Task: Rewrite the listing below as a numbered list, leaving out any blank lines.

Records to process:
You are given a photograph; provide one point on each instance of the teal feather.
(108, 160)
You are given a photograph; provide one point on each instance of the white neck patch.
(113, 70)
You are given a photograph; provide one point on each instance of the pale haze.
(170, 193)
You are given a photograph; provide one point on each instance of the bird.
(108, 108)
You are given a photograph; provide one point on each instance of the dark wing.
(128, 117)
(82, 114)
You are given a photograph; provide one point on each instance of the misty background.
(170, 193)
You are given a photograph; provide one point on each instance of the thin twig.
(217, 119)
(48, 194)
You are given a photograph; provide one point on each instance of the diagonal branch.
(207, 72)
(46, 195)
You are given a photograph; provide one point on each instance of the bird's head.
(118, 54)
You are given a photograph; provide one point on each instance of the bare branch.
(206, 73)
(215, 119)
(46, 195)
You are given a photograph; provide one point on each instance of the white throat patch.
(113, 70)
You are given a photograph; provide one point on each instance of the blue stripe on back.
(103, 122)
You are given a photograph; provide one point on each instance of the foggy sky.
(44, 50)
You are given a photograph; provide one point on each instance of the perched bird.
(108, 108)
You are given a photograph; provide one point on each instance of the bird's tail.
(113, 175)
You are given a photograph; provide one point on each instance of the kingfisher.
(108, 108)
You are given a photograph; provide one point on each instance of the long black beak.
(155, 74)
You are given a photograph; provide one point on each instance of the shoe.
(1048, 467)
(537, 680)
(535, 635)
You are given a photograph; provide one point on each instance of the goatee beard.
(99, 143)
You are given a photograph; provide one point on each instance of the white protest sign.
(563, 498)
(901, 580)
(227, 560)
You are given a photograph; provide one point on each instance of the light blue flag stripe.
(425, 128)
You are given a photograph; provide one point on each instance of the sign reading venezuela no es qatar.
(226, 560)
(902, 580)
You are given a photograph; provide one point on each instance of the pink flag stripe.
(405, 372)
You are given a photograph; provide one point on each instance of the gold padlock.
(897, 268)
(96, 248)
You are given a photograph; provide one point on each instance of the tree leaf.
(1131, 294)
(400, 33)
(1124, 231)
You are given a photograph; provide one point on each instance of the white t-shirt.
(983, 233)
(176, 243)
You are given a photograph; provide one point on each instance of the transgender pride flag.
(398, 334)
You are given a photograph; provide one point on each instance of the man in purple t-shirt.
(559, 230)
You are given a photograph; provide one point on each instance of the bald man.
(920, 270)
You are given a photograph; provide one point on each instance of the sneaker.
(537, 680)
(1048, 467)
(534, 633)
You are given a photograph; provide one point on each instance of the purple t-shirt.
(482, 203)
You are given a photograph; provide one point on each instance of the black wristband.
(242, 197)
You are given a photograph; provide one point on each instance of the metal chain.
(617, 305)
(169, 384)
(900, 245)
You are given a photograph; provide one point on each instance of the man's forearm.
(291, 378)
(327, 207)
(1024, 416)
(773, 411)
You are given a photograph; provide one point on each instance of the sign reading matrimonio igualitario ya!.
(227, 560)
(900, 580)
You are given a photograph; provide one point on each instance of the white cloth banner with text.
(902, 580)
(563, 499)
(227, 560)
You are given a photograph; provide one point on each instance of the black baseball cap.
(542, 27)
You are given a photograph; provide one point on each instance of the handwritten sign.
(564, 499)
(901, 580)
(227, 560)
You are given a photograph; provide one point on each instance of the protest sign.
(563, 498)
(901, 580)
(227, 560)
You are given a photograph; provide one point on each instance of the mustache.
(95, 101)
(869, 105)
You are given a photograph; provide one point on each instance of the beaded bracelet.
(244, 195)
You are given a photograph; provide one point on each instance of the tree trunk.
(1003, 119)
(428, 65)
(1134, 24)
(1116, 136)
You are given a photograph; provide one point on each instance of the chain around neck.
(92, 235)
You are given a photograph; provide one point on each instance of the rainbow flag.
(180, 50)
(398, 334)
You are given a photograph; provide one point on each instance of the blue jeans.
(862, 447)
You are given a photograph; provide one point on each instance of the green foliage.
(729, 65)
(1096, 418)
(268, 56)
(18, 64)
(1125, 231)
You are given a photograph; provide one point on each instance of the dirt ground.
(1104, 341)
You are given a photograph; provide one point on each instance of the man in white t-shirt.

Written solution:
1. You are given a photograph; provide one point on each instance of the teal feather.
2. (108, 160)
3. You are given a photograph; provide one point on each instance of the white neck patch.
4. (113, 70)
5. You are given a photograph; provide one point on each instance of the pale haze.
6. (170, 193)
7. You are given a photograph; provide one point on each instance of the bird.
8. (108, 108)
9. You are given a photograph; provide one point on each instance of the dark wing.
10. (128, 117)
11. (82, 114)
12. You are given a photograph; provide one point on each instance of the misty background.
13. (170, 193)
14. You are given a photograph; provide one point on each instance of the thin twig.
15. (217, 119)
16. (48, 194)
17. You are given a photograph; provide one point on each instance of the diagonal branch.
18. (207, 72)
19. (46, 195)
20. You are given a photograph; provide one point on each instance of the bird's head.
21. (118, 54)
22. You are given a photograph; provide one point on each instance of the bare branch.
23. (206, 73)
24. (215, 119)
25. (46, 195)
26. You are given a photograph; provide one point on each instance of the white throat patch.
27. (113, 70)
28. You are given a photograph; provide one point on each instance of the blue stripe on back.
29. (103, 122)
30. You are given a photograph; provide one point on each instance of the foggy sky.
31. (44, 50)
32. You are given a photograph; provide one point on each instance of the perched bird.
33. (108, 108)
34. You are given a photograph; provide one point on each instance of the bird's tail.
35. (113, 175)
36. You are given a photograph; provide one point on each instance of the kingfisher.
37. (108, 108)
38. You are given a photograph; provide one point on each instance of the long black beak.
39. (155, 74)
40. You are given a photograph; provide one point on each instance of the shoe.
41. (1048, 467)
42. (537, 680)
43. (535, 635)
44. You are given a photograph; provide one point on each instance of the goatee beard.
45. (99, 143)
46. You are given a photograph; provide one point on each instance of the white protest sign.
47. (563, 498)
48. (901, 580)
49. (227, 560)
50. You are given a photograph; provide one point on each instance of the light blue flag stripe.
51. (425, 128)
52. You are given a photograph; provide one point on each instance of the sign reading venezuela no es qatar.
53. (226, 560)
54. (902, 580)
55. You are given a photograph; provide one point on each instance of the pink flag stripe.
56. (405, 372)
57. You are given a photograph; provide one point on each instance of the gold padlock.
58. (897, 268)
59. (96, 248)
60. You are given a photograph; provide one point on each instance of the tree leaf.
61. (1131, 294)
62. (400, 33)
63. (1124, 231)
64. You are given a photograph; provide one point on each instance of the white t-shirt.
65. (983, 233)
66. (176, 243)
67. You are given a photograph; provide one point on each instance of the transgender pride flag.
68. (398, 334)
69. You are given a photograph; provide one point on each instance of the man in purple t-shirt.
70. (559, 230)
71. You are given a photograph; provide one point on each instance of the bald man.
72. (920, 270)
73. You are given a photograph; provide one point on each instance of the sneaker.
74. (537, 680)
75. (1048, 467)
76. (534, 633)
77. You are given a photograph; provide one point on each instance of the purple t-shirt.
78. (482, 203)
79. You are given a photograph; provide one point on each instance of the black wristband.
80. (242, 197)
81. You are given a photograph; provide one point on each instance of the metal chain.
82. (617, 305)
83. (169, 384)
84. (900, 245)
85. You are given a photograph; provide one point on each instance of the man's forearm.
86. (291, 378)
87. (327, 207)
88. (1024, 416)
89. (773, 411)
90. You are given a photograph; provide one point on each instance of the sign reading matrimonio igualitario ya!.
91. (227, 560)
92. (900, 580)
93. You are given a photograph; provide one point on each instance of the white cloth banner with text.
94. (902, 580)
95. (563, 499)
96. (227, 560)
97. You are given a photograph; provide one point on each instance of the black baseball cap.
98. (542, 27)
99. You are given a photograph; provide one point on each instance of the handwritten sign.
100. (564, 499)
101. (901, 580)
102. (227, 560)
103. You are given a photograph; provide one point on each instance of the protest sign.
104. (563, 498)
105. (901, 580)
106. (227, 560)
107. You are given a photograph; provide one point on each instance of the mustache.
108. (95, 101)
109. (869, 105)
110. You are given a photograph; provide one point on each instance of the beaded bracelet.
111. (244, 195)
112. You are given a photograph; provide one point on each instance of the tree trunk.
113. (1003, 119)
114. (428, 65)
115. (1134, 24)
116. (1116, 136)
117. You are given a photograph; provide one point on each instance of the chain around neck.
118. (92, 235)
119. You are given a photograph; provide one point on each instance of the rainbow flag.
120. (180, 50)
121. (398, 334)
122. You are given a photograph; provide one point on each instance of the blue jeans.
123. (862, 447)
124. You are given a photograph; provide one point on each instance of the green foliage.
125. (729, 65)
126. (1096, 418)
127. (268, 56)
128. (18, 64)
129. (1125, 231)
130. You are given a photograph; provide one point on each instance of the dirt ground.
131. (1104, 341)
132. You are given a photograph; provide one point on each instance of the man in white t-shirt.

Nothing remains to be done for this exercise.